§ **YOUR TASKS**
a: According to the fitness myths post, about how many calories should be subtracted from one's basal metabolic rate plus exercise calories to lose roughly one pound per week?
b: Rewrite the paragraph of the fitness myths post that begins "Cardiovascular exercise is great" as a short bulleted list that keeps its main facts.
c: Using the fitness myths post, explain in one to three sentences why it discourages 1,200-calorie-a-day diets.

§ **DOCUMENT EXCERPT**
_ _ _ _ _
Since I started getting serious about fitness stuff, I’ve been getting a ton of inspiration and ideas from the Internet. YouTube videos, blog posts, academic research studies, you name it. The Internet is a fantastic resource for finding everything from workouts to recipes to general wellness advice. However, there’s always misinformation spreading around online, and some of that false info is particularly pervasive. In today’s post, I’m sharing some of my biggest pet peeves when it comes to the fitness myths I find online.
“How to Lose Fat From Your *Insert Body Part Here*”
I’d love if you could somehow target where you lose your fat from, the way that so many Pinterest graphic workouts say you can. I’d lose it all from my stomach and not at all from my boobs, thank you very much. Unfortunately, fat loss doesn’t work like that. Fat loss occurs all over your body – genetics largely determine where you lose fat from the fastest – and you lose fat from a caloric deficit and cardiovascular exercise. Lunges alone won’t give you a thigh gap.
1,200-calorie a day diets
Your body needs fuel to do its best, and 1,200 calories more than likely isn’t enough fuel for someone who is exercising regularly and living an otherwise healthy lifestyle. Diets like this aren’t sustainable and cause your body to go into survival mode, which actually makes it harder to lose fat. Figure out what your basal metabolic rate (BMR) is, factor in the calories you burn from exercise, and subtract around 500 calories from there (that’ll put you on track to lose about 1 pound per week). For me, that number is close to 1,800 calories, which is totally off from that 1,200 number I was once aiming for. Give your body the fuel it needs.
High emphasis on cardio
Cardiovascular exercise is great. There are all sorts of health benefits associated with regular cardiovascular exercise, like a reduced risk of heart disease and Type 2 diabetes. It’s also important if you want to lose weight, because it’ll help burn off calories and put your body in a slight caloric deficit (notice I said slight, see previous section for why anything more extreme probably isn’t a great idea). However, a truly balanced exercise routine should also include some sort of strength training. Building muscle will help raise your metabolism, which will, in turn, help you lose fat faster. Whether you like lifting weights or going to a strength-based class like Pure Barre, adding some sort of strength training to your workout routine will help you achieve your fitness goals much more effectively than cardio alone.
Lifting weights = making you bulky
This myth isn’t as common as it used to be, but it still gets perpetrated nonetheless. The way that you put on a significant amount of muscle is by “bulking” – aka workout out and eating in a caloric surplus. If you’re not eating in that surplus, your body won’t be producing some massive amount of muscle that’ll turn you into a female bodybuilder. (If you want to turn into a female bodybuilder though, by all means, go for it. Those women are impressive.) You can lift weights and still stay relatively lean.
The only way to lift is to lift heavy
Yes, if you’re trying to put on muscle, lifting heavy is the fastest way to do that. That doesn’t mean that lifting lighter weights or doing bodyweight workouts won’t get you results. If you don’t want to lift heavy, whether it be due to risk of injury or just a dislike of heavy lifting, you don’t have to. You’ll still see results doing high-rep, low-weight workouts if that’s what you’d prefer to do.
Any other fitness myths you’ve spotted on the Internet that get on your nerves?
_ _ _ _ _
§ **GIVEN RECORDS**
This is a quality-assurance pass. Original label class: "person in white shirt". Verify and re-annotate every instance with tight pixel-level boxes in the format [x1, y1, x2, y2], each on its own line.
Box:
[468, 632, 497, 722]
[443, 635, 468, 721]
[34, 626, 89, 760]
_ _ _ _ _
§ **PER-TASK OUTPUTS**
a: Around 500 calories.

b:
- Regular cardiovascular exercise has health benefits, including a reduced risk of heart disease and Type 2 diabetes.
- It supports weight loss by burning calories and creating a slight caloric deficit.
- A balanced routine should also include strength training, such as lifting weights or a class like Pure Barre.
- Building muscle raises metabolism, which helps with faster fat loss.
- Cardio combined with strength training reaches fitness goals more effectively than cardio alone.

c: For someone who exercises regularly and lives an otherwise healthy lifestyle, 1,200 calories is likely too little fuel. Such diets are not sustainable, and they push the body into survival mode, which makes losing fat harder.